YOUR INSTRUCTIONS =>
Reproduce every one of the entries below verbatim, line for line.

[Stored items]
>> begin
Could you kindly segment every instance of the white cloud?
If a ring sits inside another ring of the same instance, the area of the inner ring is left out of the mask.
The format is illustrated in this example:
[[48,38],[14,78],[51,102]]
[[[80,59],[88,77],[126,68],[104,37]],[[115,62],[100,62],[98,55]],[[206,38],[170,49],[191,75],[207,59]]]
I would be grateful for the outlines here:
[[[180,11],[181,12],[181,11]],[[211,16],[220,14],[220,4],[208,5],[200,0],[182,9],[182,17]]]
>> end
RESPONSE TO THIS EXERCISE =>
Could you kindly segment every instance of the white cloud?
If a ring sits inside another ring of the same instance, the area of the inner ring is left out of the mask.
The format is illustrated in this example:
[[48,38],[14,78],[51,102]]
[[[80,59],[88,77],[126,68],[104,37]],[[115,62],[100,62],[98,55]],[[206,38],[170,49],[191,75],[207,59]]]
I would be grateful for the outlines here:
[[[180,11],[181,12],[181,11]],[[211,16],[220,14],[220,4],[208,5],[200,0],[182,9],[182,17]]]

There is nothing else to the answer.